= STORED DATA =
※ ※ ※

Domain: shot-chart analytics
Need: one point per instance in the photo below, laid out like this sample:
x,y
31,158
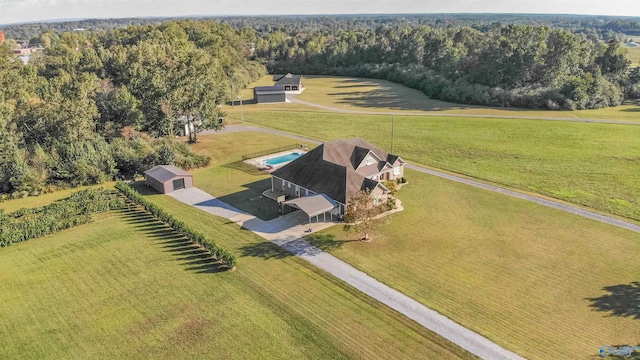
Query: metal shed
x,y
269,94
168,178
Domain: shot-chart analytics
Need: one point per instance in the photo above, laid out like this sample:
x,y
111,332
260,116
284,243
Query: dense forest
x,y
97,105
600,27
107,102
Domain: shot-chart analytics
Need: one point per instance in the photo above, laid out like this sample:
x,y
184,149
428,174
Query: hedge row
x,y
224,256
25,224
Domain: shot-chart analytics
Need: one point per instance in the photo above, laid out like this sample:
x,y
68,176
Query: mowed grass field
x,y
233,181
538,281
373,95
595,165
127,287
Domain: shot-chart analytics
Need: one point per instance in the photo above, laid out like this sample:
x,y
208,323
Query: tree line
x,y
97,105
506,66
595,27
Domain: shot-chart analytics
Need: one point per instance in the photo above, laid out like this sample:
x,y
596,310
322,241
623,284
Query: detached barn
x,y
269,94
168,178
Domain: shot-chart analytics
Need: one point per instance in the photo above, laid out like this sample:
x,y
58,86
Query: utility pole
x,y
241,109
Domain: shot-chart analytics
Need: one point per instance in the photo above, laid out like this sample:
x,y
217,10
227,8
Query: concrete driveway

※ ※ ※

Transcribe all of the records above word for word, leaving out the pictures.

Domain: shot-chart analytics
Need: one point per instance in the photo below, laid out like this sample:
x,y
31,158
Query: metal shed
x,y
269,94
168,178
Domain: shot-chart analytics
Need: one point per instance in the photo above, laid out like this sample:
x,y
111,332
260,116
284,243
Query: dense forest
x,y
97,105
600,27
107,102
Domain: shot-chart analytics
Need: one point per instance in the photo above, laid out like this sample:
x,y
184,149
428,174
Query: hedge row
x,y
224,256
25,224
Domain: shot-chart analytics
Need: one point per instance in the photo above, laid out like this sample:
x,y
68,176
Query: mowed grass field
x,y
233,181
538,281
373,95
595,165
127,287
Domain: shot-chart analytics
Need: one point per instance in the photo above, laid out like this sample:
x,y
208,323
Query: tree line
x,y
97,105
506,66
595,27
Domain: shot-chart analytics
Need: one point per instance in the photo above, laid out like this sample:
x,y
596,310
322,241
623,284
Query: detached barn
x,y
269,94
168,178
Domain: shot-chart analytics
Need: one point per instance in the photo above, laid out like this sample:
x,y
58,86
Query: utility pole
x,y
241,109
Domain: shot-chart analytics
Need: one point per instance in the photo above, laid out like this sample:
x,y
217,10
227,8
Query: concrete driveway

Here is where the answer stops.